> _EXERCISE AIM_
Nothing should appear in the answer except the line containing "Mark every instance of the ceiling fan motor" and the lines following it through the end of the listing, each given exactly.
RECORDS TO USE: Begin
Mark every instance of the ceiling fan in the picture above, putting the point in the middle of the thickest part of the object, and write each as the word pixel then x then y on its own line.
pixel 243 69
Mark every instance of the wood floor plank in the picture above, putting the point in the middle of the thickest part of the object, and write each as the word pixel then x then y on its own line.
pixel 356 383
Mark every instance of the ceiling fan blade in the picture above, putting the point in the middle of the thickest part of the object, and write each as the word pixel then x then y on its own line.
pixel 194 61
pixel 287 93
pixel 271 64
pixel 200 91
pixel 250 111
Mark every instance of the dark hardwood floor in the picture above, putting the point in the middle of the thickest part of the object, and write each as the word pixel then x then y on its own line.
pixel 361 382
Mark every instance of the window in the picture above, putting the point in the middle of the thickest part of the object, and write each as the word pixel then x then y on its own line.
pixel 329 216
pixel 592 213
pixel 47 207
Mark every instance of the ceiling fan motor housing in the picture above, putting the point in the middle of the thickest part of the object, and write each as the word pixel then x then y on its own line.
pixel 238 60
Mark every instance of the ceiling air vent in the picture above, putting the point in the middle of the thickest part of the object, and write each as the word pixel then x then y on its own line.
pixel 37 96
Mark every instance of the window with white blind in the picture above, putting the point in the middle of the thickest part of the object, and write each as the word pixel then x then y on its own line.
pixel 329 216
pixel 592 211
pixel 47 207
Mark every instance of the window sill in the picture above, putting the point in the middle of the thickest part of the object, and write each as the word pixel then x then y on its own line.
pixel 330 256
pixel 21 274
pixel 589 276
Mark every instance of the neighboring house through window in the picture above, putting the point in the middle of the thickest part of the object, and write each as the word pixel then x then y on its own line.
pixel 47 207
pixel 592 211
RECORDS TO USE: End
> _OUTPUT FOR THIS TASK_
Mark every instance of the ceiling fan motor housing in the picture above, putting the point in the middle of the thickest part of the object, and write each as the word pixel then x then y on its own line.
pixel 238 60
Mark every instance of the ceiling air vent in the picture above, putting the point in the middle of the thickest part of the object, and write each as the word pixel then x then y on its own line.
pixel 37 96
Mark every instance of the window with white blind in the picture above, putting the point in the middle of the thickest part of the object, and write each as the word pixel then x then y on its own line.
pixel 329 216
pixel 592 211
pixel 47 207
Mark every instance of the window sill in the picture above, putting the point in the middle of the thickest part of the object, and write each as the word pixel then x then y on its own line.
pixel 330 256
pixel 21 274
pixel 589 276
Mark every instance of the neighboring house through window in the picture above, putting the point in the middle of the thickest part of the object, and write each as the word pixel then x then y on its own line.
pixel 47 207
pixel 592 211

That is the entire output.